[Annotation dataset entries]
──────────
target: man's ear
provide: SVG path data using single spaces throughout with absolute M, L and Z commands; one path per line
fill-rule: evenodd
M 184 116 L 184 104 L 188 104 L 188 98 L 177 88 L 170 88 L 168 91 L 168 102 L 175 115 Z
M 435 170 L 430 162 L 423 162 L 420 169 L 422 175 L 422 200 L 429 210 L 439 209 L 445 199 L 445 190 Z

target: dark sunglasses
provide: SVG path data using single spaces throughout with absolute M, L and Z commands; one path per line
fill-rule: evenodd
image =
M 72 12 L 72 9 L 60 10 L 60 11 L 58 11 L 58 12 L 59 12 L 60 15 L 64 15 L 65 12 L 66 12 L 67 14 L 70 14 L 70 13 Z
──────────
Required task
Render all the lines in the records above as a JSON list of strings, one string per line, omitting blank lines.

Solution below
[
  "target: man's ear",
  "provide: SVG path data using single spaces throughout with absolute M, L and Z commands; one path per line",
  "fill-rule: evenodd",
  "M 184 116 L 184 104 L 188 104 L 188 98 L 177 88 L 170 88 L 168 91 L 168 102 L 175 115 Z",
  "M 435 170 L 430 162 L 423 162 L 420 169 L 422 175 L 422 200 L 429 210 L 439 209 L 445 199 L 445 190 Z",
  "target: dark sunglasses",
  "provide: SVG path data using single spaces throughout with absolute M, L and Z commands; one path per line",
  "fill-rule: evenodd",
  "image =",
  "M 72 12 L 72 9 L 60 10 L 60 11 L 58 11 L 58 12 L 59 12 L 60 15 L 64 15 L 65 12 L 66 12 L 67 14 L 70 14 L 70 13 Z"
]